§ **Written problem**
Extract every entry word for word. Skip the pictures.

§ **Point annotation records**
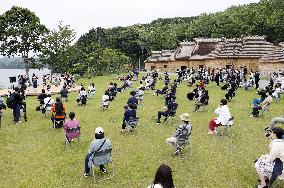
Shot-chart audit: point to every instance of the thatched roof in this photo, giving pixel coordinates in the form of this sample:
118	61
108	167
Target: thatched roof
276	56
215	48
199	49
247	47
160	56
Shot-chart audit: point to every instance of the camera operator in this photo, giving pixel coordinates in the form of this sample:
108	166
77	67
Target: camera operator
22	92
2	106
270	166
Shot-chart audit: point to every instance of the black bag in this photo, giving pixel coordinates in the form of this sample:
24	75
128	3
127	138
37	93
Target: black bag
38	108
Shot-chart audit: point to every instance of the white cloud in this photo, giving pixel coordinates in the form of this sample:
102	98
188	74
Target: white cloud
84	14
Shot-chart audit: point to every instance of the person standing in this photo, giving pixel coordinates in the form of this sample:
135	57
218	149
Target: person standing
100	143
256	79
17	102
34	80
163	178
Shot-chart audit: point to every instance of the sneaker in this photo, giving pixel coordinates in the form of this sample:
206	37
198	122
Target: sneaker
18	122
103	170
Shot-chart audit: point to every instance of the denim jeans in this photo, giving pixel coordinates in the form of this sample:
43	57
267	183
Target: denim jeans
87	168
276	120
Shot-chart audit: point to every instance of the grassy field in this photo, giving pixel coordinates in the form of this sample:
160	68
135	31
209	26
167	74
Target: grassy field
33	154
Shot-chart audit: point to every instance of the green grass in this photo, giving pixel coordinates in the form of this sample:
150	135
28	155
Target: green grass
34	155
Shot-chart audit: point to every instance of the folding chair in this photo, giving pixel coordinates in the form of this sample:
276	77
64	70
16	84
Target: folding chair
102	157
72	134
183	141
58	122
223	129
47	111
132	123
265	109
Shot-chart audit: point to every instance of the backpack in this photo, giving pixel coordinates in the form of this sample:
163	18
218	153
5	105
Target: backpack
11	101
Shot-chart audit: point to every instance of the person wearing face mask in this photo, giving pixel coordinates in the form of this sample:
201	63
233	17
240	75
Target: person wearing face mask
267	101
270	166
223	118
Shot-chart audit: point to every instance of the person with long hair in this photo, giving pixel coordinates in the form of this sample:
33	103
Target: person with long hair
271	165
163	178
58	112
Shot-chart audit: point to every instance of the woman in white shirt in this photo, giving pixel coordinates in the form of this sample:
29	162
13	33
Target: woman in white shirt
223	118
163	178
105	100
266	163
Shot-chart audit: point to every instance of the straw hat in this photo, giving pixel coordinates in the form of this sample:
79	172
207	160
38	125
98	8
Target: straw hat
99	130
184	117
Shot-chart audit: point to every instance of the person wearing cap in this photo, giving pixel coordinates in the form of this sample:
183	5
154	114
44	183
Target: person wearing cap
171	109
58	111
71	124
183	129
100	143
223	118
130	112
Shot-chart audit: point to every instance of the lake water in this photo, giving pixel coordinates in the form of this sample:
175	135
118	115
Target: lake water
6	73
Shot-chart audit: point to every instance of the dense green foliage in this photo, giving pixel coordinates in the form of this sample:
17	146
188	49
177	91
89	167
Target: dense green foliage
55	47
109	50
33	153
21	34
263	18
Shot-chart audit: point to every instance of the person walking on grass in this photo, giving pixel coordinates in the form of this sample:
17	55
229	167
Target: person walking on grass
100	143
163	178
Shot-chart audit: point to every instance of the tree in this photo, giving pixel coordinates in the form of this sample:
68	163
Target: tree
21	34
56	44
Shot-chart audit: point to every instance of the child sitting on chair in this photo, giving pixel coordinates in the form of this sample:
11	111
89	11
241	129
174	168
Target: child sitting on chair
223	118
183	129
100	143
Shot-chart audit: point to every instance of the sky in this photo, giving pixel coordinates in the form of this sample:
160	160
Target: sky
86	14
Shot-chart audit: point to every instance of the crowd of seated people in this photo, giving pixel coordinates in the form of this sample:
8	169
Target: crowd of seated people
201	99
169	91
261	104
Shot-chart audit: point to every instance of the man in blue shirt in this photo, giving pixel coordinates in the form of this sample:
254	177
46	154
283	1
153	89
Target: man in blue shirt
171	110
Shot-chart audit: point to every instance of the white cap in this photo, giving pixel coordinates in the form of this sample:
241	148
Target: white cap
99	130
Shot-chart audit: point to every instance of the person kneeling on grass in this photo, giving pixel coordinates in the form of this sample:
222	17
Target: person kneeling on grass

§ **Result for this task**
Shot-chart audit: point to every instance of the thatched roof in this photo, giving pixel coordinates in the form of this sample:
118	61
108	167
Target: thatched roof
276	56
215	48
199	49
247	47
160	56
Shot-chart audit: point to every instance of the camera operator in this photo, giving pixel coordinates in the form of this sample:
108	166
77	67
Target: camera operator
22	92
2	106
270	166
Shot-chart audit: point to every instance of the black bag in this photo, giving pixel coordinates in the form of this sample:
24	75
128	3
127	138
37	93
Target: black bag
38	108
Shot-chart audit: point to every instance of the white cloud in this photo, giving pixel coordinates in the form of this sample:
102	98
188	74
Target: white cloud
84	14
Shot-chart audit: point to every instance of the person standing in this photo, giving pixel coordinates in the form of this sample:
135	57
218	149
Target: person standing
100	143
256	79
17	102
34	80
163	178
Shot-chart audit: point to every instance of the sneaker in this photo, giving pixel coordinates in the form of this sample:
206	37
198	122
Target: sneaker
18	122
103	170
Shot-chart audit: point to every instance of the denim jeans in this photo, giving pixel coordinates in the form of this sample:
43	57
267	183
Target: denim jeans
87	168
276	120
Shot-chart audit: point to every instance of the grassy field in this photo, giving pixel coordinates in the form of this sample:
160	68
135	31
209	26
167	74
Target: grassy field
33	154
Shot-chart audit: point to every instance of the green grass in this photo, giving pixel coordinates in the form of this sample:
150	135
28	155
Target: green grass
34	155
Shot-chart audit: point to every instance of the folding chair in this photo, giving pixel coordinates in the form of this sample:
276	77
64	70
16	84
Target: folding chair
102	157
72	134
183	141
58	122
223	129
47	111
132	123
265	109
Shot-chart audit: point to every instance of the backpack in this photo, giving pixel coordinates in the form of this sample:
163	18
218	153
5	105
Target: backpack
11	101
Shot-chart audit: point to every instance of the person wearing face mask in this photo, giving pixel coordinates in the form of this sample:
201	63
233	17
240	75
Target: person wearing face mask
267	101
270	166
223	118
Shot-chart audit: point to every instance of the person with long hair in this photo, giving pixel coordinates in the form of this sample:
33	103
Target: person with long hair
271	165
163	178
58	112
Shot-chart audit: point to every instance of the woman in white shirt in this photo, giving pixel coordinates in the form of this sample:
29	162
13	33
Target: woman in white shirt
223	118
163	178
105	100
266	163
Shot-chart audit: point to every instance of the straw hat in this photo, giving pixel coordinates in the form of this sample:
79	172
207	160
38	125
98	8
Target: straw hat
99	130
184	117
Shot-chart audit: point to every instance of the person wearing cap in this photo, giving pixel coordinates in the form of this sample:
183	5
154	114
44	183
Target: person wearing cap
171	109
58	111
71	124
183	129
100	143
223	118
130	112
Shot-chart audit: point to every instance of the lake water in this photo, giving pixel coordinates in the form of this sample:
175	135
118	115
Target: lake water
6	73
Shot-chart audit: point to every instance of the dense green foliage in this photo, giving pixel coordinates in the form of this sample:
17	146
188	49
177	91
89	167
Target: dense green foliage
55	47
109	50
33	153
21	34
263	18
Shot-chart audit: point to every instance of the person walking on grass in this photo, giving pixel coordinates in the form of this sample:
17	55
229	167
Target: person walking on grass
100	143
163	178
Shot-chart audit: point to every instance of the tree in this photo, giving pixel coordinates in the form of this sample:
68	163
Target: tree
21	34
56	44
Shot-chart audit: point to every instance of the child sitting on chair in this photo, giving pixel coordinates in the form of this sample:
11	111
89	11
241	129
174	168
Target: child sitting on chair
223	118
183	129
100	143
Shot-chart audit: point to every instance of the sky in this photo, giving pixel coordinates in the form of this sample:
160	160
Target: sky
86	14
Shot-chart audit: point to every instance of the crowd of seated people in this photo, giving pixel coordinates in the form of this sample:
8	169
Target: crowd of seated people
201	99
169	91
261	104
Shot-chart audit: point to every instance of the man in blue shirt in this photo, giving pixel coordinates in the form of this sample:
254	177
46	154
283	1
153	89
Target: man in blue shirt
171	110
Shot-chart audit: point to every instance of the white cap in this photo, giving pixel coordinates in the form of this sample:
241	148
Target: white cap
99	130
Shot-chart audit: point to every instance of the person kneeling on grass in this photo, giving pixel coordinates in the form of this sample:
222	17
Target: person kneeling on grass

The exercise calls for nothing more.